- **ESERCIZIO ASSEGNATO A**
Trascrivi in una tabella Markdown tutte le righe dei record di annotazione di posizione riportati più sotto, con le colonne "Posizione" (il numero progressivo della riga) e "Testo" (la riga stessa). Salta le righe vuote e non includere le immagini.

Di famiglia agiata (il padre vicedirettore dell'Ispettorato Provinciale all'Agricoltura perse il posto in conseguenza delle leggi razziali), trovò riparo dapprima a Celle Ligure ma fu poi arrestato nell'aprile 1944 assieme ai suoi familiari dai repubblichini mentre cercava di espatriare a Bormio. Trasferito prima a Milano (dove fu mandato a lavorare alla Innocenti di Lambrate) e poi al campo di concentramento di Fossoli. Infine fu deportato ad Auschwitz, dove gli fu assegnato il numero di matricola n. 44573 e dove rimase fino alla fine della guerra; fece ritorno in Italia con altri profughi a estate inoltrata. Ha perso nel campo di concentramento tedesco i genitori e la sorella mentre un fratello, Renato (matricola n. 44529) sopravvisse alla detenzione nel campo di concentramento di Buchenwald.

Luciana Sacerdote, nata ad Alba (CN) l'8 maggio 1924.
Matricola n. 75192 nel campo di concentramento di Auschwitz, si era trasferita a Genova ancora bambina, con la famiglia che commerciava in tessuti e che aprì un negozio in via XX Settembre. Dopo l'armistizio la sua famiglia tentò di riparare in Svizzera con le famiglie parenti degli Dello Strologo e degli Ottolenghi. Il 18 dicembre 1943 furono però 'intercettati' alla frontiera sopra Varese da soldati tedeschi: appostati appena oltre la rete che segnava il confine, sembrava che ci stessero aspettando, ricorda Luciana Sacerdote che, deportata dapprima al carcere milanese di San Vittore, poi a Birkenau e quindi ad Auschwitz. Sopravvissuta al trasferimento a Ravensbruck e ad una marcia della morte, tornò in Italia a guerra finita, giungendo a Genova solo nel mese di settembre. Ha perso ad Auschwitz il padre Claudio e la madre Ernestina , la nonna materna e la sorella di questa. Nel medesimo campo è morto il suo fidanzato Mario Fubini mentre a Ravensbruck è morta sua sorella Laura. La madre del fidanzato morì dopo essere stata a sua volta detenuta a Varese e deportata nel carcere di San Vittore.

Piera Sonnino, nata a Portici (NA) l'11 febbraio 1922.

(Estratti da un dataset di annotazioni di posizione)
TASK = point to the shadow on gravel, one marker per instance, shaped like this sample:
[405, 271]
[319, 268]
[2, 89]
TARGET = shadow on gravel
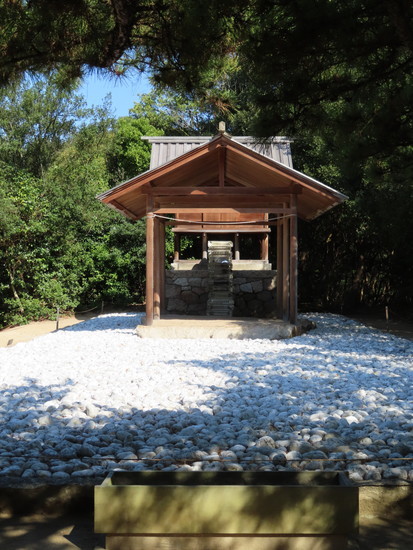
[254, 401]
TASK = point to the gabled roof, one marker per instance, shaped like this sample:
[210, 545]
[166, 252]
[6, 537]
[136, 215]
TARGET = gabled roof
[166, 148]
[229, 165]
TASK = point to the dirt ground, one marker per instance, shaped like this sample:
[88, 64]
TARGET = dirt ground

- **ESERCIZIO ASSEGNATO B**
Nell'articolo sui deportati, riscrivi il passo che va da "Di famiglia agiata" fino a "concentramento di Buchenwald." compreso, sostituendo "repubblichini" con "fascisti".

- **RISULTATO A**
| Posizione | Testo |
|---|---|
| 1 | TASK = point to the shadow on gravel, one marker per instance, shaped like this sample: |
| 2 | [405, 271] |
| 3 | [319, 268] |
| 4 | [2, 89] |
| 5 | TARGET = shadow on gravel |
| 6 | [254, 401] |
| 7 | TASK = point to the gabled roof, one marker per instance, shaped like this sample: |
| 8 | [210, 545] |
| 9 | [166, 252] |
| 10 | [6, 537] |
| 11 | [136, 215] |
| 12 | TARGET = gabled roof |
| 13 | [166, 148] |
| 14 | [229, 165] |
| 15 | TASK = point to the dirt ground, one marker per instance, shaped like this sample: |
| 16 | [88, 64] |
| 17 | TARGET = dirt ground |

- **RISULTATO B**
Di famiglia agiata (il padre vicedirettore dell'Ispettorato Provinciale all'Agricoltura perse il posto in conseguenza delle leggi razziali), trovò riparo dapprima a Celle Ligure ma fu poi arrestato nell'aprile 1944 assieme ai suoi familiari dai fascisti mentre cercava di espatriare a Bormio. Trasferito prima a Milano (dove fu mandato a lavorare alla Innocenti di Lambrate) e poi al campo di concentramento di Fossoli. Infine fu deportato ad Auschwitz, dove gli fu assegnato il numero di matricola n. 44573 e dove rimase fino alla fine della guerra; fece ritorno in Italia con altri profughi a estate inoltrata. Ha perso nel campo di concentramento tedesco i genitori e la sorella mentre un fratello, Renato (matricola n. 44529) sopravvisse alla detenzione nel campo di concentramento di Buchenwald.